» **Set task**
Rewrite all the rows below, replacing "one point per instance" with "one coordinate pair per instance" and keeping everything else unchanged. Leave the pictures out of your version.

» **Data lines**
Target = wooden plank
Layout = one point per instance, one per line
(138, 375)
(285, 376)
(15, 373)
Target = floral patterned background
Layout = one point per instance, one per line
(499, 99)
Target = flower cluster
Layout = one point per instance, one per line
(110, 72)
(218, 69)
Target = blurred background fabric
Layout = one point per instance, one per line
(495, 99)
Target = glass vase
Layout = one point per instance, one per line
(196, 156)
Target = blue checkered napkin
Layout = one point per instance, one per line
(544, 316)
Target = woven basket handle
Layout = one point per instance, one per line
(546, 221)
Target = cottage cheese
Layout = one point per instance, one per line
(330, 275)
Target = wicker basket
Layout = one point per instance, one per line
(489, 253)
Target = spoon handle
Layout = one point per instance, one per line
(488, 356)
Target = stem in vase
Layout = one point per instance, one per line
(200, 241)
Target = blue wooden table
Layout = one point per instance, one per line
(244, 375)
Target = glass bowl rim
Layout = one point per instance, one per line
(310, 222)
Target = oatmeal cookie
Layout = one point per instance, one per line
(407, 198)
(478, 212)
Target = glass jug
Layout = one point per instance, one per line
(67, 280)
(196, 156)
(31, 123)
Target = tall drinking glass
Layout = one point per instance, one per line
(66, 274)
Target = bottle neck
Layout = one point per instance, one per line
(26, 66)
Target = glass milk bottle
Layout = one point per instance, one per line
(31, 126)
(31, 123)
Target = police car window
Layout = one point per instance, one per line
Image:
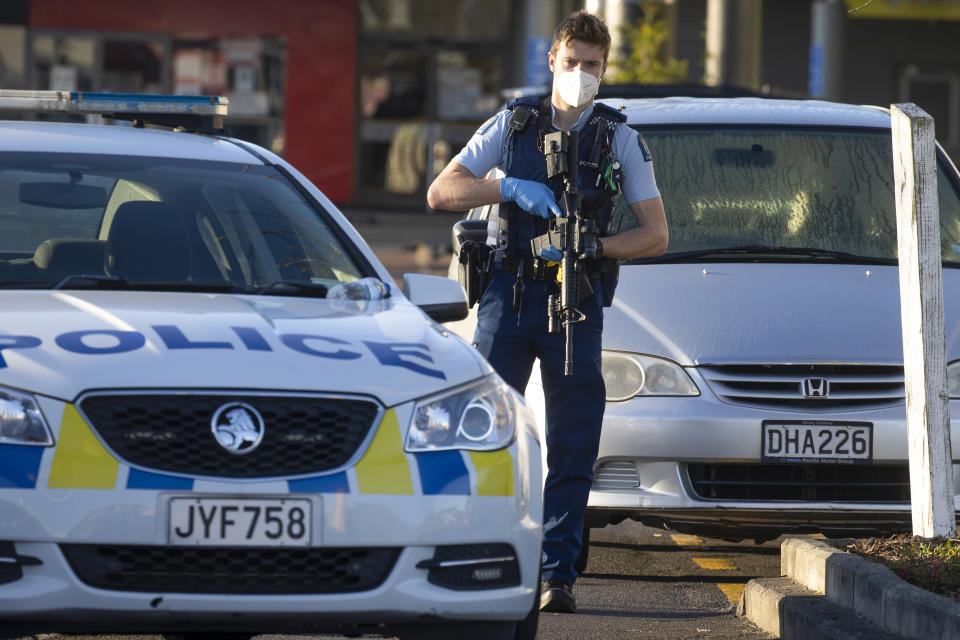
(246, 225)
(824, 188)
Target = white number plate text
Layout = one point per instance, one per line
(269, 522)
(816, 441)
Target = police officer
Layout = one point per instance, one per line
(512, 316)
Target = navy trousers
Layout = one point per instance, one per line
(574, 404)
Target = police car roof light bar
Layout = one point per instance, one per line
(190, 113)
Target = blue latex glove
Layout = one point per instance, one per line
(533, 197)
(551, 254)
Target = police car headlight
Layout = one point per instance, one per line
(480, 416)
(629, 374)
(21, 421)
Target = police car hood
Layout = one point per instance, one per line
(62, 343)
(760, 313)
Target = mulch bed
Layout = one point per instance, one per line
(932, 564)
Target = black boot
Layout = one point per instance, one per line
(556, 596)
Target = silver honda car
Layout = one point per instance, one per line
(754, 372)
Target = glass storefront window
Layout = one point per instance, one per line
(133, 65)
(467, 85)
(64, 62)
(436, 18)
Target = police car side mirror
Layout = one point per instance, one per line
(440, 298)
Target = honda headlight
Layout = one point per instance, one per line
(479, 416)
(21, 421)
(628, 374)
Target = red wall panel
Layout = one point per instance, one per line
(321, 37)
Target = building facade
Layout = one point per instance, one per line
(371, 98)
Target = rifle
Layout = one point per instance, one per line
(575, 234)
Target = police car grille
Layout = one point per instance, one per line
(781, 386)
(230, 569)
(801, 482)
(172, 432)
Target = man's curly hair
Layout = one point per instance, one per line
(584, 27)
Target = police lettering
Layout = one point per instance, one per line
(408, 355)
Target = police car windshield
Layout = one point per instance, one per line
(162, 220)
(819, 190)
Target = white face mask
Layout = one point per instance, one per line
(577, 87)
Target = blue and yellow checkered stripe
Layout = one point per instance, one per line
(80, 461)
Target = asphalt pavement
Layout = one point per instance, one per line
(406, 241)
(642, 583)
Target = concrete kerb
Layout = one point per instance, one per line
(865, 588)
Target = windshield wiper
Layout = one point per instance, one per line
(758, 249)
(78, 281)
(290, 288)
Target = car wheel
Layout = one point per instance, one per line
(527, 628)
(581, 564)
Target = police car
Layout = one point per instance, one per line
(219, 413)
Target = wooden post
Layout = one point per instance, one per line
(921, 312)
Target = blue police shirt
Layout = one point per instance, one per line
(487, 149)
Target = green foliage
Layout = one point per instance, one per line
(646, 62)
(933, 565)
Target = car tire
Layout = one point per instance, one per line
(581, 564)
(527, 628)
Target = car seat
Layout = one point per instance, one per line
(148, 241)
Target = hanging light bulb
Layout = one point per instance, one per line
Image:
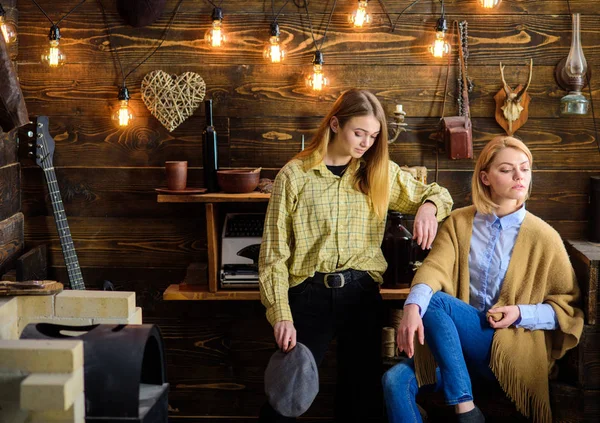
(360, 15)
(440, 46)
(122, 116)
(54, 56)
(317, 80)
(489, 4)
(214, 36)
(273, 51)
(8, 29)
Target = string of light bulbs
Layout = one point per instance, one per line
(273, 51)
(215, 37)
(317, 80)
(54, 57)
(122, 115)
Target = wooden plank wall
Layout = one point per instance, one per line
(217, 351)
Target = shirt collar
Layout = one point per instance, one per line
(315, 162)
(508, 221)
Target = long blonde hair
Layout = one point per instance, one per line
(482, 194)
(372, 178)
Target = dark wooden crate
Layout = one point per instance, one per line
(573, 405)
(581, 365)
(585, 257)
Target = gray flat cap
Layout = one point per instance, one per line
(292, 381)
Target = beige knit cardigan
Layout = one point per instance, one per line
(539, 272)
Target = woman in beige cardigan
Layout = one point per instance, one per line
(495, 299)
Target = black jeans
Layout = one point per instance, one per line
(353, 315)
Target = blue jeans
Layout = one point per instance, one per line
(460, 339)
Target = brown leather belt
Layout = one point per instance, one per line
(338, 279)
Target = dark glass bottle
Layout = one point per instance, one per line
(209, 151)
(397, 247)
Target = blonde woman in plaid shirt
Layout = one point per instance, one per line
(321, 263)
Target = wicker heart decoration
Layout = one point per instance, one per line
(172, 99)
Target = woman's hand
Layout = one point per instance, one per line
(285, 335)
(510, 314)
(425, 226)
(411, 323)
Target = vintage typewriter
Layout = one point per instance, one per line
(240, 246)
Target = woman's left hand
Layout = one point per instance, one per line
(425, 226)
(510, 314)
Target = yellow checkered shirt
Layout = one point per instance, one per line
(317, 222)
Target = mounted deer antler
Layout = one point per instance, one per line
(514, 103)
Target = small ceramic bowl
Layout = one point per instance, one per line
(238, 180)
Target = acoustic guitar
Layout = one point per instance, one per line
(42, 150)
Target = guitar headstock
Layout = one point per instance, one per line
(41, 144)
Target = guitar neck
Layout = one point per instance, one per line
(64, 233)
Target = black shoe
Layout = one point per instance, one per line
(473, 416)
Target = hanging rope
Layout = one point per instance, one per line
(280, 10)
(61, 19)
(164, 37)
(326, 27)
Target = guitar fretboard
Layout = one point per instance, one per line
(64, 233)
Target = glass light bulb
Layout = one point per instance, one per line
(360, 15)
(576, 65)
(54, 57)
(8, 31)
(440, 47)
(273, 51)
(317, 80)
(489, 4)
(122, 115)
(215, 36)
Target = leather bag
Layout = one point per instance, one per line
(456, 131)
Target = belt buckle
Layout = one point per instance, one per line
(342, 280)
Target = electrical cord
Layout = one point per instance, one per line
(326, 27)
(61, 19)
(164, 37)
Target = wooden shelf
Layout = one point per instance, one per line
(216, 197)
(202, 294)
(212, 290)
(173, 293)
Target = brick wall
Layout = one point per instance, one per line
(42, 380)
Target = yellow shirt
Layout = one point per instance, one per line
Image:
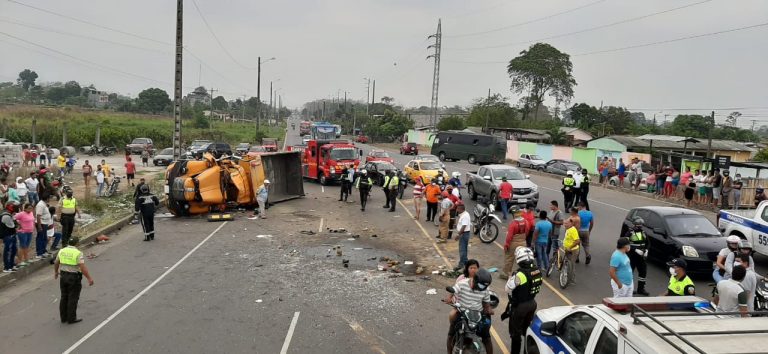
(571, 235)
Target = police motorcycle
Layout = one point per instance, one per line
(466, 338)
(484, 221)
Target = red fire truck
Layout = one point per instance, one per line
(324, 160)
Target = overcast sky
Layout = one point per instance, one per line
(324, 48)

» **The completed task**
Target = wooden plank
Layout = one coordinate pair per instance, one per line
(138, 375)
(285, 376)
(15, 373)
Target = floral patterned background
Layout = one coordinate pair per instance, one per line
(499, 99)
Target = flower cluster
Layout = one coordinate pair per instance, one per line
(110, 72)
(218, 69)
Target = blurred background fabric
Layout = one coordinate pair per instance, one per line
(495, 99)
Target = glass vase
Layout = one coordinate pair per instance, one per line
(196, 156)
Target = blue checkered napkin
Layout = one coordinate pair per instance, one per line
(544, 316)
Target = woven basket handle
Layout = one coordinate pair per instance, one per line
(546, 221)
Target = cottage cheese
Layout = one coordinate pair per instance, one per line
(330, 275)
Target = wicker basket
Layout = one coordinate pair per instance, one per line
(489, 253)
Target = spoon handle
Layout = one coordinate pair per instance, one per line
(488, 356)
Target = stem in vase
Layout = one coordinate pair per instance, one per line
(200, 241)
Target = blue wooden table
Layout = one coordinate pair per instance, one per line
(244, 375)
Target = glass bowl rim
Layout = one coordinate pair per instance, one per line
(310, 222)
Target = oatmeal cookie
Layout = one coordinate pair per instance, one per line
(407, 198)
(478, 212)
Target = glass jug
Layout = one coordinate pair per instance, one per line
(67, 280)
(196, 156)
(31, 123)
Target = tall drinking glass
Layout = one coordinate pair per instance, one per line
(66, 274)
Target = bottle neck
Layout = one coordinate pair per instance, one per line
(26, 66)
Target = glass milk bottle
Layout = one coordinate pair per instance, one per line
(31, 126)
(31, 123)
Target = police car window
Layout = one coordinate pair per instance, one per line
Image:
(246, 225)
(824, 188)
Target = white number plate text
Layout = one coordinate pair per instance, one per line
(269, 522)
(816, 441)
Target = police officer
Layout = one coordinate pair per instance, one per line
(512, 316)
Target = navy trousers
Layout = one coordinate pair per instance, one per line
(574, 404)
Target = police car roof light bar
Layout = one coordinate pair per instance, one per line
(190, 113)
Target = blue latex glove
Layout = one coordinate pair per instance, one per line
(533, 197)
(551, 254)
Target = police car headlight
Layout = one coordinate pair per instance, one per line
(480, 416)
(629, 374)
(21, 421)
Target = police car hood
Layout = one coordinate pair per instance, one per line
(62, 343)
(760, 313)
Target = mulch bed
Layout = one coordinate pair per instance, one per line
(932, 564)
Target = black boot
Layout = one coordinate pair per instance, one per line
(556, 596)
Target = silver honda car
Layout = one coordinate pair per instance, one per line
(754, 372)
Target = glass storefront window
Layout = one coordinate pair per instance, one per line
(133, 65)
(467, 85)
(64, 62)
(436, 18)
Target = police car side mirror
Layout = one coordinate pair per instance, one per line
(440, 298)
Target = honda headlight
Layout = one coordinate pair per instance, one per line
(479, 416)
(21, 421)
(628, 374)
Target = red wall panel
Layout = one coordinate pair per instance, one per line
(321, 37)
Target = building facade
Layout = one coordinate pair per instance, one per line
(371, 98)
Target = rifle
Layout = one coordinate pair per instance, one per line
(575, 234)
Target = police car grille
Layout = one coordinate pair per instance, one per line
(781, 386)
(230, 569)
(801, 482)
(172, 432)
Target = man's curly hair
Layout = one coordinate pair per instance, one per line
(584, 27)
Target = police lettering
Layout = one coordinate pair per instance, one per line
(408, 355)
Target = police car windshield
Layout = one coordinate pair per instance, one per line
(162, 220)
(819, 190)
Target = white face mask
Layout = one coordinate pair per instance, one per line
(577, 87)
Target = blue and yellow checkered stripe
Layout = one coordinate pair per instance, one per line
(80, 461)
Target = asphalt pavement
Layout = one coordinate pair per instance, one per line
(406, 241)
(642, 583)
Target = concrete kerb
Layout = one coordinate pair per instance, one per line
(865, 588)
Target = windshield wiper
Layout = one coordinate pair per instance, one per line
(758, 249)
(78, 281)
(290, 288)
Target = car wheel
Layout = one coordinate pair per instance, one per line
(527, 628)
(581, 564)
Target = police car
Layout = one coordinate pair per instance, one per line
(219, 413)
Target = wooden post
Layout = one coordinate pair per instance, one per line
(921, 312)
Target = blue police shirt
Layout = one coordinate pair per instance, one per line
(487, 149)
Target = green foliage
Layout = one coordinate pair per instance, one per line
(646, 62)
(933, 565)
Target = car tire
Layout = one coordinate pair per instance, one per line
(581, 564)
(527, 628)
Target = car seat
Layout = one coordinate pair per instance, one per line
(148, 241)
Target = hanging light bulb
Layout = one coordinate pair per instance, one per line
Image:
(360, 15)
(440, 46)
(122, 116)
(54, 56)
(317, 80)
(489, 4)
(214, 36)
(273, 51)
(8, 29)
Target = string of light bulbs
Layout = one coordinate pair per instance, one per line
(273, 51)
(215, 37)
(317, 80)
(54, 57)
(122, 115)
Target = wooden plank wall
Layout = one coordinate pair per instance, one per line
(217, 351)
Target = shirt collar
Layout = one coordinate pair per instance, one per line
(315, 162)
(508, 221)
Target = long blonde hair
Layout = one coordinate pair per instance, one per line
(482, 194)
(372, 178)
Target = dark wooden crate
Layout = one coordinate pair per instance, one per line
(573, 405)
(581, 365)
(585, 257)
Target = gray flat cap
Layout = one coordinate pair per instance, one per line
(292, 381)
Target = beige knit cardigan
Layout = one coordinate pair per instance, one per line
(539, 272)
Target = woman in beige cardigan
Layout = one coordinate pair per instance, one per line
(495, 299)
Target = black jeans
Layout = one coordinate pair per instance, one per line
(353, 315)
Target = blue jeans
Layout = one coordinate pair per instance, one per line
(460, 339)
Target = brown leather belt
Layout = one coordinate pair per instance, one per line
(338, 279)
Target = dark glass bottle
Layout = one coordinate pair per instance, one per line
(209, 151)
(397, 247)
Target = blonde woman in plaid shirt
Layout = one coordinate pair per instance, one per line
(321, 263)
Target = wicker heart decoration
Layout = one coordinate pair per instance, one per line
(172, 99)
Target = woman's hand
Layout = one coordinate pair per instance, one per line
(285, 335)
(510, 314)
(425, 226)
(411, 323)
Target = vintage typewriter
Layout = one coordinate pair per instance, one per line
(240, 246)
Target = woman's left hand
Layout = one coordinate pair per instance, one per line
(425, 226)
(510, 314)
Target = yellow checkered shirt
Layout = one coordinate pair per instance, one per line
(317, 222)
Target = mounted deer antler
Layout = one coordinate pair per instance, one per line
(514, 103)
Target = small ceramic bowl
Layout = one coordinate pair per instance, one per line
(238, 180)
Target = acoustic guitar
Layout = one coordinate pair per instance, one per line
(42, 150)
Target = guitar headstock
Layout = one coordinate pair per instance, one per line
(41, 144)
Target = guitar neck
Layout = one coordinate pair per instance, one per line
(64, 233)
Target = black shoe
Layout = one coordinate pair per instance, one per line
(473, 416)
Target = hanging rope
Layout = one coordinate pair per instance, one per line
(280, 10)
(61, 19)
(164, 37)
(326, 27)
Target = guitar fretboard
Layout = one coordinate pair per instance, one per line
(64, 233)
Target = glass light bulb
Layout = one coordinate pair per instance, one per line
(360, 15)
(576, 65)
(54, 57)
(8, 31)
(440, 47)
(273, 51)
(317, 80)
(489, 4)
(122, 115)
(215, 36)
Target = leather bag
Layout = one coordinate pair per instance, one per line
(456, 131)
Target = belt buckle
Layout = one coordinate pair per instance, one per line
(342, 280)
Target = electrical cord
Layout = one coordinate pair per instance, one per line
(326, 27)
(61, 19)
(164, 37)
Target = wooden shelf
Layout = one coordinate pair per instance, one per line
(216, 197)
(202, 294)
(212, 290)
(173, 293)
Target = brick wall
Layout = one coordinate pair per instance, one per line
(42, 380)
Target = yellow shirt
Layout = one coordinate pair per instance, one per line
Image:
(571, 235)
Target = police motorcycle
Layout = one coordinate pair per instance, one per line
(466, 338)
(484, 221)
Target = red fire truck
Layout = one coordinate pair per instance, one per line
(324, 160)
Target = overcast sky
Layout = one coordinate pair per instance, one per line
(324, 48)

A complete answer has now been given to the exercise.